:: Extrait du document ::
****

Chers amis,
Comme vous le savez, j’aime commenter les paroles difficiles que l’on trouve dans l’Évangile. C’est vraisemblablement le fait d’un converti. J’aime les paroles qui nous interpellent, comme on dit aujourd’hui, les paroles qui piquent un peu et qui donnent du sel à l’Évangile. Car la routine nous guette à chaque instant. A force d’entendre les Évangiles, on finit par s’y habituer, et s’habituer à la Parole de Dieu c’est embêtant. Il faut parfois se réveiller, et sortir de cette routine qui peut nous emporter.
Je commenterai donc la deuxième lecture : lecture de la première lettre de saint Pierre apôtre. Si vous avez pris le temps de lire cette lecture avant de venir – c’est très important de faire cet exercice. Comme avant d’aller visiter un musée, on se renseigne, on découvre les tableaux, on fait des recherches et ainsi au musée, on est à l’aise -. De la même manière, il est important de lire avant de venir à la messe, la Parole du Seigneur, de la lire lentement afin de bien s’en pénétrer. Vous avez donc peut-être été choqués par la deuxième lecture. Vous savez que nous sommes dans un catholicisme, disons-le, assez confortable et nous avons du mal avec certaines paroles, bien sûr, car les époques, les temps ne sont pas toujours les mêmes.
Souvenons-nous bien que dans l’histoire de l’Église catholique, jusqu’au traité de 316 – traité qui a fait de la religion catholique, la religion d’État – jusqu’à ce traité-là, les catholiques étaient persécutés. Les chrétiens, selon les empereurs plus ou moins cruels, devaient généralement adorer les dieux romains, jusqu’à Constantin. S’ils refusaient, ils subissaient les pires tortures. Vous imaginez bien que pour ces martyrs qui lisaient ces paroles, cela était un réconfort très profond. Ils étaient dans des épreuves très dures, pensons à saint Ignace d’Antioche, pensons à sainte Blandine, à tous les saints qui ont eu à subir ces épreuves imposées par des empereurs romains, en particulier. Quand ils entendaient : “dans la mesure où vous communiez aux souffrances du Christ, réjouissez-vous”, cela avait une toute autre valeur dans les affres terribles qu’ils vivaient et que le Seigneur nous épargne.

****

:: Matériel fourni ::

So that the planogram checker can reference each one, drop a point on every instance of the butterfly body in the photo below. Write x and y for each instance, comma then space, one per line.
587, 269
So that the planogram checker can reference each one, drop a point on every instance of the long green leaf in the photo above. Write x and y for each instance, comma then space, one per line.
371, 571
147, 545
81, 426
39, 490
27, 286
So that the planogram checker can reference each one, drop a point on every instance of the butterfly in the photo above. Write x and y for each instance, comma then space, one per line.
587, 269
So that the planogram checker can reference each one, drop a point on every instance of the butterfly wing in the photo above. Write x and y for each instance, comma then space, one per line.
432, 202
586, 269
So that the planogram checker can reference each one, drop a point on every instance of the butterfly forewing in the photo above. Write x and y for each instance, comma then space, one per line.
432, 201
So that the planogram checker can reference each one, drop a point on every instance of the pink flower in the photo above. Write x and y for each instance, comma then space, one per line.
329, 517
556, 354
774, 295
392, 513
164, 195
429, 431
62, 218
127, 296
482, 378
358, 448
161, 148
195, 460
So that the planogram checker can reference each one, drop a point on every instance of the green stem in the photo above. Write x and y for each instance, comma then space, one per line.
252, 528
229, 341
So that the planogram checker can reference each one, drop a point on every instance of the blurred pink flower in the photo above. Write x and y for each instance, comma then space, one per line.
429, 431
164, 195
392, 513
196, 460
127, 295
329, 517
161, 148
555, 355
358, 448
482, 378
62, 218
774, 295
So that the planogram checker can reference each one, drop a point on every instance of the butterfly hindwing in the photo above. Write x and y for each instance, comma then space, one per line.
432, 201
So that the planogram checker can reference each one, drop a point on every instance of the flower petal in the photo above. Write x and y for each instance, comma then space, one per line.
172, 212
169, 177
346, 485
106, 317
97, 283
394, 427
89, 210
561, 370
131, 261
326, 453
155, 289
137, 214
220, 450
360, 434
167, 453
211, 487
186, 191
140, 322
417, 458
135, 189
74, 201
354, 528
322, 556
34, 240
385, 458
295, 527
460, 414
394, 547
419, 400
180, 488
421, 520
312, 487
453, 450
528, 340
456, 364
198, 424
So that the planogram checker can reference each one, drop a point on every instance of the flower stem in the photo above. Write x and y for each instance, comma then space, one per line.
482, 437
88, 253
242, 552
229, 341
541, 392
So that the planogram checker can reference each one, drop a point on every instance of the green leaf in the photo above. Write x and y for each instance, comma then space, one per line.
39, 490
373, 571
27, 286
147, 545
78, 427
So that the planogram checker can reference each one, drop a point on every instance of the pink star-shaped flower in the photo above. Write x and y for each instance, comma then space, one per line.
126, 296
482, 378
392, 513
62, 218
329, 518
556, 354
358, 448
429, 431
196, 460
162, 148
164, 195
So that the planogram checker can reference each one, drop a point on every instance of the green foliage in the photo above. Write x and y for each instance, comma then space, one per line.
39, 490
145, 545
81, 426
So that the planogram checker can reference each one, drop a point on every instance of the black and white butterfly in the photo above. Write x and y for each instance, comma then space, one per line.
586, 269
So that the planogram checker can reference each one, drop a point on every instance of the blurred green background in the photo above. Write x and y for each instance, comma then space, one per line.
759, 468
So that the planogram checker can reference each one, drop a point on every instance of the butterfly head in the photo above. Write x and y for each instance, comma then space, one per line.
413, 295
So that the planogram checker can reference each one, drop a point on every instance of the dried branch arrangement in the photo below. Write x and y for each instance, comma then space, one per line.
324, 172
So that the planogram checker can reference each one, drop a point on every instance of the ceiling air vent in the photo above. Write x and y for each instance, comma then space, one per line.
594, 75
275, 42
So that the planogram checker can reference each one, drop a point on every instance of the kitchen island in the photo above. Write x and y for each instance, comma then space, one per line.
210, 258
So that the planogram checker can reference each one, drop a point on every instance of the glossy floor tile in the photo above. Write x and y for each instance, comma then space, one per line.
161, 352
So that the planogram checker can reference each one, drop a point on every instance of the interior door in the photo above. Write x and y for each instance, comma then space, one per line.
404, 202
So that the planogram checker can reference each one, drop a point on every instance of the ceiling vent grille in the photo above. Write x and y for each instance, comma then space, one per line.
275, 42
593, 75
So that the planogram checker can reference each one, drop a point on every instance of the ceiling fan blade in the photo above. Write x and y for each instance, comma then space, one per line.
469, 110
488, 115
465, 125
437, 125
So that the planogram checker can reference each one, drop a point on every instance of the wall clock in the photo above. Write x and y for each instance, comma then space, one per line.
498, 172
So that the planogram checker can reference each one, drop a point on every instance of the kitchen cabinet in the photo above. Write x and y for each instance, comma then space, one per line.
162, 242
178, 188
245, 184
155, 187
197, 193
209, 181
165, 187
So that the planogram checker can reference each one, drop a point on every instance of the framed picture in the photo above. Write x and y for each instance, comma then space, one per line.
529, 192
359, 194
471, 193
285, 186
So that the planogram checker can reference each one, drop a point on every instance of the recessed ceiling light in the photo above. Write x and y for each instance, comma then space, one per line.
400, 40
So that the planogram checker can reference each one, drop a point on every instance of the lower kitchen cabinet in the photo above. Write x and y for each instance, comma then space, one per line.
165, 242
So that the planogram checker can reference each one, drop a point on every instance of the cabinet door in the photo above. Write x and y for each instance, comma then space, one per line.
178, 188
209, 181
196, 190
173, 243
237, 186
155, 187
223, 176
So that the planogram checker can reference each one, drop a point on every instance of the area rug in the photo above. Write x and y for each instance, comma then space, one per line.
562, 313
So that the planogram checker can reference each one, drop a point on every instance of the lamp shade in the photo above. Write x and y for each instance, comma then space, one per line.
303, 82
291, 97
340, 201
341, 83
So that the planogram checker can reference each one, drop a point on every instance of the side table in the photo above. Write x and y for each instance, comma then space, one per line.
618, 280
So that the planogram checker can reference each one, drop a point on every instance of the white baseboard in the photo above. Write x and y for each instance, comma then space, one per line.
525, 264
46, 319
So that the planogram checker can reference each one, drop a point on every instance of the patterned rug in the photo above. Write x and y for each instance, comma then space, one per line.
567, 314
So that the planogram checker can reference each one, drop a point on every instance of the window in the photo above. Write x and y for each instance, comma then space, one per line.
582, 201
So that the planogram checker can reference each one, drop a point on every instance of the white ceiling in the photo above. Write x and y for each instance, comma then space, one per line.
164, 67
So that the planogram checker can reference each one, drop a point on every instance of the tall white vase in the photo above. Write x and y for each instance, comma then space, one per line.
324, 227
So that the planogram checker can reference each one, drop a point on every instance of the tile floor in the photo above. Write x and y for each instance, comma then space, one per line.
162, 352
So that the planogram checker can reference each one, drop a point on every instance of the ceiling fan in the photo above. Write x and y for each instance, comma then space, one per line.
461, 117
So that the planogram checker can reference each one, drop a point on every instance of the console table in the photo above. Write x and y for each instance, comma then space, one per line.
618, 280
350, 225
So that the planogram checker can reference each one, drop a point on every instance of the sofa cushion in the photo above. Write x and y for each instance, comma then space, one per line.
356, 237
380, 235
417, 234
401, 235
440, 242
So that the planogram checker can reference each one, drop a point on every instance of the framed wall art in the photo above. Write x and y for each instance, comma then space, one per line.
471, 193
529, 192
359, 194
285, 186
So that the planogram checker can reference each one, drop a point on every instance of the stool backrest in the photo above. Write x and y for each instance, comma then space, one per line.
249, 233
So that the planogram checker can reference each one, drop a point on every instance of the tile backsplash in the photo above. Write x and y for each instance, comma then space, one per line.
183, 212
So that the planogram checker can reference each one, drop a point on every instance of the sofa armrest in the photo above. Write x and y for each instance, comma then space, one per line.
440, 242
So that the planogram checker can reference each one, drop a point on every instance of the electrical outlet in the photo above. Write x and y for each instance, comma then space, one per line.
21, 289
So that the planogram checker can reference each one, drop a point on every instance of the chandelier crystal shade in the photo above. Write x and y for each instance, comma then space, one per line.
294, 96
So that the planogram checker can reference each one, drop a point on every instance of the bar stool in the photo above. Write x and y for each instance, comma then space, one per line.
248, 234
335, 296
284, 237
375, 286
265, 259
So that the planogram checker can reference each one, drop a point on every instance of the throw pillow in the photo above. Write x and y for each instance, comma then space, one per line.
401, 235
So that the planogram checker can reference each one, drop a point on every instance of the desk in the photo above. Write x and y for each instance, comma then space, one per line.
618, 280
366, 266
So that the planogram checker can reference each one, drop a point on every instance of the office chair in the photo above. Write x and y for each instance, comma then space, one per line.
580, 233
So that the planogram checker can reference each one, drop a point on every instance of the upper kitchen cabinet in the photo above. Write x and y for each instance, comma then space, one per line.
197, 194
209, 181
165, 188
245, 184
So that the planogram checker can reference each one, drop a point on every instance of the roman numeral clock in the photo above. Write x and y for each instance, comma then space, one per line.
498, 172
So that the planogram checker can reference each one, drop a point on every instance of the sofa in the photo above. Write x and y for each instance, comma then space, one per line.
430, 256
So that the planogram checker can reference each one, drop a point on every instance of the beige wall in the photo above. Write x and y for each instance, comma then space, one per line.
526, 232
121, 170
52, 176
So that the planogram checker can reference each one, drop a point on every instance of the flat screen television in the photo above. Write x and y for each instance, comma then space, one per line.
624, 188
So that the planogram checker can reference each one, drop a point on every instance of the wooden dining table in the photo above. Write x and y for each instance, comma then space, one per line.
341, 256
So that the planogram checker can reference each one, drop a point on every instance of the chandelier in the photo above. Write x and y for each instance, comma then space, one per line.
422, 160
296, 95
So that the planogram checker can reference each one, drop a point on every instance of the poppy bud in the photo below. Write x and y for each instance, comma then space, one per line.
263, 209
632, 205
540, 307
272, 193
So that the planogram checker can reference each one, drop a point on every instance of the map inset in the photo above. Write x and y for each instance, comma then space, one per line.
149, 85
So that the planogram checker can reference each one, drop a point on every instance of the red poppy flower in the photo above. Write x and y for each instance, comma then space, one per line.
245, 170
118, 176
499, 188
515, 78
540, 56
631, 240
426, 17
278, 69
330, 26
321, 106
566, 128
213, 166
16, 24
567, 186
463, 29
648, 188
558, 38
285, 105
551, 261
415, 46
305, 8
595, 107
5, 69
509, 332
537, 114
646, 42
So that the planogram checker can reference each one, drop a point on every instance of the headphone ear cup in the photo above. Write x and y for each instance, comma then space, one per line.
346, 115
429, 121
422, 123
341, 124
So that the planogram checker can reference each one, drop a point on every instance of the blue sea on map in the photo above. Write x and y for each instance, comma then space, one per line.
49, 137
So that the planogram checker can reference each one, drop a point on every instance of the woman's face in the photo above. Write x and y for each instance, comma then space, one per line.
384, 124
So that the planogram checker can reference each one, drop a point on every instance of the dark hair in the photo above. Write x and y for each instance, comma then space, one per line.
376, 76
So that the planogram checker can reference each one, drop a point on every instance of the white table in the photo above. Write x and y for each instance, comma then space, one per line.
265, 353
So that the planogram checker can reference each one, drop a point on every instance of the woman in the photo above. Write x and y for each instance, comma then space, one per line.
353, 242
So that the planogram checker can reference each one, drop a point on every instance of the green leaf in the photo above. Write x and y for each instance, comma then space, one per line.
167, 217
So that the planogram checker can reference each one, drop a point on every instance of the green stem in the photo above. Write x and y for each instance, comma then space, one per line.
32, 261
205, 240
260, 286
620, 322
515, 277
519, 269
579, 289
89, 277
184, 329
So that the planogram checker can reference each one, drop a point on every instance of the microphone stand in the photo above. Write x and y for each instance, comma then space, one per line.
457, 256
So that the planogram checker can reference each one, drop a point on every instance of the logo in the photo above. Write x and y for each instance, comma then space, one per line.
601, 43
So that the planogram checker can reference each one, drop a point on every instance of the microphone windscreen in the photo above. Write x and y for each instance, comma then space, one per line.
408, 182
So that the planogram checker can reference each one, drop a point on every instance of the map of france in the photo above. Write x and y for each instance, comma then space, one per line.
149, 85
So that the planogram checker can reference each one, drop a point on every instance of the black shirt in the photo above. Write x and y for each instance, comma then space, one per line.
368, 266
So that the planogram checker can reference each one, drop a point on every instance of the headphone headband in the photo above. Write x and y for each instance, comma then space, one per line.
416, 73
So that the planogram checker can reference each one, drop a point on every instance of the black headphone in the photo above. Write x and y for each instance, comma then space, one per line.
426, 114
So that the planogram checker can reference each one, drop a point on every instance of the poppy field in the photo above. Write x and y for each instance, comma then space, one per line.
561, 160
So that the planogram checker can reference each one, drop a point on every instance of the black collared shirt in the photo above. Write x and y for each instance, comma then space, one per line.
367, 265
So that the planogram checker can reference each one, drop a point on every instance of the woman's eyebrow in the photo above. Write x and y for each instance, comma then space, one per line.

****

:: Énoncé ::
D'après l'extrait, quelle lecture va être commentée ?

:: Exercice corrigé ::
La deuxième lecture, tirée de la première lettre de saint Pierre apôtre.